I’m after the mood boost that sugar itself provide, the quickening of thinking that you get from it. Eating substitutions for me kinda misses the point, like if they replaced 50% of it, I’ll just need to consume twice the amount to get the same effect.

Also I’ve noticed that at least for me if I live active enough life (cycle to the office) and eat sweets during the day when I actually need it most, I can eat them every day and it will not negatively affect my body. Though I still try to make sure not to do that of course :)

Its just that I honestly don’t get the whole search for sugar replacements. I guess the idea would be that if you’re addicted to sugar, having a substitute would allow you to wane off of it more easily, kinda like a nicotine patch?

But still I would use sugar for its other properties not the sweetness itself, so what would I replace it with?



You are not their target market.

The average American consumes 17 teaspoons of sugar per day. Because the average American doesn’t like the taste of most processed foods unless it is sweetened significantly.

Look at savory snacks like crackers - even those are loaded with sugar.

## [SUPPLIED INFORMATION]
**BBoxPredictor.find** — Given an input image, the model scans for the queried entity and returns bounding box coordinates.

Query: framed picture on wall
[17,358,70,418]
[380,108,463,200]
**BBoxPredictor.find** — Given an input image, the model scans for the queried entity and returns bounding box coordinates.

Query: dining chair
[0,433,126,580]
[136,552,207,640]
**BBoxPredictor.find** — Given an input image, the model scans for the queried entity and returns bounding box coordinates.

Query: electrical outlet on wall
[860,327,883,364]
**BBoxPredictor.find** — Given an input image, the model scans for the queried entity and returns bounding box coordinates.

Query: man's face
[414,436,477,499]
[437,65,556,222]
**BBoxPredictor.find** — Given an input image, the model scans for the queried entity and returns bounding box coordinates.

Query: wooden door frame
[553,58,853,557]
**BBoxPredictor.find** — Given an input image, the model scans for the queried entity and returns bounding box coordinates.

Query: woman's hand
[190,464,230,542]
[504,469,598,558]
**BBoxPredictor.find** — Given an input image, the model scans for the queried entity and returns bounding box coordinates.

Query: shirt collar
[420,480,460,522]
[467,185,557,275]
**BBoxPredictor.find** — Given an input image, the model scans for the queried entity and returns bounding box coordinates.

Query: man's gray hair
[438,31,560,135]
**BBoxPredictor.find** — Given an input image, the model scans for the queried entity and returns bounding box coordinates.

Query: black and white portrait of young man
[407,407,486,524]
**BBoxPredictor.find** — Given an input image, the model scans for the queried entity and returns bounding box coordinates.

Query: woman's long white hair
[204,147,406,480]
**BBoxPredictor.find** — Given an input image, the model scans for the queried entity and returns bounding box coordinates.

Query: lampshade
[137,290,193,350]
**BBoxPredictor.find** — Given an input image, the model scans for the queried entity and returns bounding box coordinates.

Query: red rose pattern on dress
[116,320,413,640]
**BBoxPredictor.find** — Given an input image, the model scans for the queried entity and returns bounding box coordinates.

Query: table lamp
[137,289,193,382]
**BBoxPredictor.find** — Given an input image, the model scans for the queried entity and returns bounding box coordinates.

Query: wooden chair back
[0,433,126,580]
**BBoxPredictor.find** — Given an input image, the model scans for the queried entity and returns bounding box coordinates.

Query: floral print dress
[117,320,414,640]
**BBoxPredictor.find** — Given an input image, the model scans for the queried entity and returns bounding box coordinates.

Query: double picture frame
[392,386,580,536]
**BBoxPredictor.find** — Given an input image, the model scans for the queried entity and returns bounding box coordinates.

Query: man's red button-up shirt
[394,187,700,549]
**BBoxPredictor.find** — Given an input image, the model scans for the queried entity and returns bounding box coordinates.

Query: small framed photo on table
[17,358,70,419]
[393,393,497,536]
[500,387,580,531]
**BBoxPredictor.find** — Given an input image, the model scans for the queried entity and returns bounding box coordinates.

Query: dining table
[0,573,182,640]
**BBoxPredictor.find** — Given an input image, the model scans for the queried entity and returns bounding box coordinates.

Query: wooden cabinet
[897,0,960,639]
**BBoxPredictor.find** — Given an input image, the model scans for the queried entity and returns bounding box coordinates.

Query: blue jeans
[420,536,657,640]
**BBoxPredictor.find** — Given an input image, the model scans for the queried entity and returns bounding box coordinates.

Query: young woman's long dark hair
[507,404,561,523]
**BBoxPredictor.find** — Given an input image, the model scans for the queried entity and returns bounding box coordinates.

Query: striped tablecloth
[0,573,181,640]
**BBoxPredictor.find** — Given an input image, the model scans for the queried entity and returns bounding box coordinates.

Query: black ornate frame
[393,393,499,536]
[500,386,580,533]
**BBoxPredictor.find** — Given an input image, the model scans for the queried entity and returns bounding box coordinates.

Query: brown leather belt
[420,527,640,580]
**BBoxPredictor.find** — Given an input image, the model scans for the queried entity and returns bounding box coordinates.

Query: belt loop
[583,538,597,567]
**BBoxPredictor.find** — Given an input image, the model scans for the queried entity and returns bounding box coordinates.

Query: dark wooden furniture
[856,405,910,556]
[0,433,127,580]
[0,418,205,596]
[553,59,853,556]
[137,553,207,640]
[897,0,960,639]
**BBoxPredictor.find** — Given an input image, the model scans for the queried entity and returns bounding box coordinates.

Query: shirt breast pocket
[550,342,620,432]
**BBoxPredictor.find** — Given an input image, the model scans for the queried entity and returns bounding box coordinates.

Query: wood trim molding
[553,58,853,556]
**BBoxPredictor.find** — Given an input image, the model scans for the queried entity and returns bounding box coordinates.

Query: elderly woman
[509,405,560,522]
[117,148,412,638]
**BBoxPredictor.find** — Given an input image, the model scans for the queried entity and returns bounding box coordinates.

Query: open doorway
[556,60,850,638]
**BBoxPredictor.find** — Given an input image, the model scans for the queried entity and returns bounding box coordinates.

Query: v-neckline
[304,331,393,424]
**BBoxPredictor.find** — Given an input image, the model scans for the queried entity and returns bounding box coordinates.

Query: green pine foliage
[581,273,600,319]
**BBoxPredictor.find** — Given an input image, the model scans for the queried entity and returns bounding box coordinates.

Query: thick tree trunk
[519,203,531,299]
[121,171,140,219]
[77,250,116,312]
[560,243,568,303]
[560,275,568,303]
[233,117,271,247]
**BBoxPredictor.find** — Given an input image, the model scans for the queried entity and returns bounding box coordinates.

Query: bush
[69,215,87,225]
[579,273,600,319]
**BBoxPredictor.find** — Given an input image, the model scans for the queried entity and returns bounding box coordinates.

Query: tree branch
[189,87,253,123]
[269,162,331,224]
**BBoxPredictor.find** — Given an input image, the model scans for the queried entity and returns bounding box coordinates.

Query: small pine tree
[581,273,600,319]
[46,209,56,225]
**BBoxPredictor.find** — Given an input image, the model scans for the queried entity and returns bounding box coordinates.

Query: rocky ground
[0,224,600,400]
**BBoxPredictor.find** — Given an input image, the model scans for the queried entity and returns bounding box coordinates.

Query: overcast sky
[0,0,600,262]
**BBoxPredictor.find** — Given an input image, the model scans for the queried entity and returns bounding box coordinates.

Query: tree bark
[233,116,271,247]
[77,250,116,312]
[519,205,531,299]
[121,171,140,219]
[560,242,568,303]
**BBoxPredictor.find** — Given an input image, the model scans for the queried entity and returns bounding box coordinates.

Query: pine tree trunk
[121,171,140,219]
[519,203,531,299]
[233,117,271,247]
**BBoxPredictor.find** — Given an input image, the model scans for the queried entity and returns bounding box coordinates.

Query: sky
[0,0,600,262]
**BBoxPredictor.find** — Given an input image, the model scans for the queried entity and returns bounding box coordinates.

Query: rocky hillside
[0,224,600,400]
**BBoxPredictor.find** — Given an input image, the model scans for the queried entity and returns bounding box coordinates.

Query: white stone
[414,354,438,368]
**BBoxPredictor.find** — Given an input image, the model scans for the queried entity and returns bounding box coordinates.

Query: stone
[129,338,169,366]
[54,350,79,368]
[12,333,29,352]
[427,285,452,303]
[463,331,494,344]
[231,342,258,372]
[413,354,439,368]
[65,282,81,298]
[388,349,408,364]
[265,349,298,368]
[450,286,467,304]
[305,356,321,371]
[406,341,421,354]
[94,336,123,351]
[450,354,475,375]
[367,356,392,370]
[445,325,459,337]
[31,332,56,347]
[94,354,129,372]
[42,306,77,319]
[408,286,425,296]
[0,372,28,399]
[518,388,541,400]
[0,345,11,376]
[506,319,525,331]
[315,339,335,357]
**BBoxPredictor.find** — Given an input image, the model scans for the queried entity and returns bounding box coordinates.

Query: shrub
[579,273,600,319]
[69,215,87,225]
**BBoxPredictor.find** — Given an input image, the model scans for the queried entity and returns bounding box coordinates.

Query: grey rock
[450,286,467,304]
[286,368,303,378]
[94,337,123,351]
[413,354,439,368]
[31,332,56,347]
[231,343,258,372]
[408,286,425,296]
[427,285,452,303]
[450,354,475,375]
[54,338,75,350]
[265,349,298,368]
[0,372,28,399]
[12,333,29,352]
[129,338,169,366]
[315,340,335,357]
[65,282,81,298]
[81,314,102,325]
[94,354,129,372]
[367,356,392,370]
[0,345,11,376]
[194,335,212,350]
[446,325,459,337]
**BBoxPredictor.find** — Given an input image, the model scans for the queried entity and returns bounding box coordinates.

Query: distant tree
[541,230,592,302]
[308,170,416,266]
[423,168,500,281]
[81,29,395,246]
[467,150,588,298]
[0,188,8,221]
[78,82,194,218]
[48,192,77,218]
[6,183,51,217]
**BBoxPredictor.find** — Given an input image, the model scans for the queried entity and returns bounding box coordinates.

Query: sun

## [SET OF TASKS]
1. Rewrite the sugar text starting with "The average American consumes" and going on through "is sweetened significantly.", changing "teaspoons" to "spoonfuls".
2. Please recast the records as a Markdown table with the columns n and Line, starting with the first line of the records and going on through the line with "[204,147,406,480]", and leave out blank lines.
The sugar text and the records were taken from unrelated sources.

## [COMPLETED EXERCISE]
1.
The average American consumes 17 spoonfuls of sugar per day. Because the average American doesn’t like the taste of most processed foods unless it is sweetened significantly.

2.
| n | Line |
|---|---|
| 1 | **BBoxPredictor.find** — Given an input image, the model scans for the queried entity and returns bounding box coordinates. |
| 2 | Query: framed picture on wall |
| 3 | [17,358,70,418] |
| 4 | [380,108,463,200] |
| 5 | **BBoxPredictor.find** — Given an input image, the model scans for the queried entity and returns bounding box coordinates. |
| 6 | Query: dining chair |
| 7 | [0,433,126,580] |
| 8 | [136,552,207,640] |
| 9 | **BBoxPredictor.find** — Given an input image, the model scans for the queried entity and returns bounding box coordinates. |
| 10 | Query: electrical outlet on wall |
| 11 | [860,327,883,364] |
| 12 | **BBoxPredictor.find** — Given an input image, the model scans for the queried entity and returns bounding box coordinates. |
| 13 | Query: man's face |
| 14 | [414,436,477,499] |
| 15 | [437,65,556,222] |
| 16 | **BBoxPredictor.find** — Given an input image, the model scans for the queried entity and returns bounding box coordinates. |
| 17 | Query: wooden door frame |
| 18 | [553,58,853,557] |
| 19 | **BBoxPredictor.find** — Given an input image, the model scans for the queried entity and returns bounding box coordinates. |
| 20 | Query: woman's hand |
| 21 | [190,464,230,542] |
| 22 | [504,469,598,558] |
| 23 | **BBoxPredictor.find** — Given an input image, the model scans for the queried entity and returns bounding box coordinates. |
| 24 | Query: shirt collar |
| 25 | [420,480,460,522] |
| 26 | [467,185,557,275] |
| 27 | **BBoxPredictor.find** — Given an input image, the model scans for the queried entity and returns bounding box coordinates. |
| 28 | Query: man's gray hair |
| 29 | [438,31,560,135] |
| 30 | **BBoxPredictor.find** — Given an input image, the model scans for the queried entity and returns bounding box coordinates. |
| 31 | Query: black and white portrait of young man |
| 32 | [407,407,486,524] |
| 33 | **BBoxPredictor.find** — Given an input image, the model scans for the queried entity and returns bounding box coordinates. |
| 34 | Query: woman's long white hair |
| 35 | [204,147,406,480] |